Entries pointing to named objects
%%

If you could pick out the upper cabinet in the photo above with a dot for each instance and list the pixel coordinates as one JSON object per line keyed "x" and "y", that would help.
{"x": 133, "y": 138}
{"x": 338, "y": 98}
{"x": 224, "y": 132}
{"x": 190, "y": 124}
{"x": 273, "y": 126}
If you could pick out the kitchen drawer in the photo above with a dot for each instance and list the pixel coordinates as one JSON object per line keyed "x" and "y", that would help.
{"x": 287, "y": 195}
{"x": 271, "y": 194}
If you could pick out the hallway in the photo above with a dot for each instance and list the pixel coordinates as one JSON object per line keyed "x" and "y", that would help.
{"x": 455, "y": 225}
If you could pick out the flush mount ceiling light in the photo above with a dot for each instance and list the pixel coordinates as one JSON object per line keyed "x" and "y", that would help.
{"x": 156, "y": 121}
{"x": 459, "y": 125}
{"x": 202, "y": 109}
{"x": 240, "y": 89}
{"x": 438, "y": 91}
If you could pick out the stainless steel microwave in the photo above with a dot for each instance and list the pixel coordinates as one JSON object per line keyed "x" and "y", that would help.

%%

» **GOAL OF THE EXERCISE**: Reproduce every line of the entries above word for word, in the same order.

» **RESULT OF THIS EXERCISE**:
If you could pick out the upper cabinet in the photo above with a dot for each instance and list the pixel coordinates as one JSON object per line keyed "x" and "y", that would help.
{"x": 133, "y": 138}
{"x": 338, "y": 98}
{"x": 224, "y": 132}
{"x": 190, "y": 124}
{"x": 273, "y": 126}
If you could pick out the kitchen drawer in the photo above with a dot for each instance and list the pixel coordinates as one JSON object per line keyed "x" and "y", that would help.
{"x": 287, "y": 195}
{"x": 271, "y": 194}
If you could pick out the hallway in the photo above with a dot for each instance and list the pixel coordinates as one JSON object per line keyed "x" and "y", that would help.
{"x": 455, "y": 225}
If you could pick out the flush mount ceiling light in the photo above with a dot for each instance and list the pixel coordinates as one JSON object per line keyed "x" and "y", that would help.
{"x": 156, "y": 121}
{"x": 459, "y": 125}
{"x": 202, "y": 109}
{"x": 240, "y": 89}
{"x": 438, "y": 91}
If you could pick out the stainless steel microwave in the photo above with a dot for each instance and list the pixel coordinates as one JSON object per line keyed "x" and "y", that would help.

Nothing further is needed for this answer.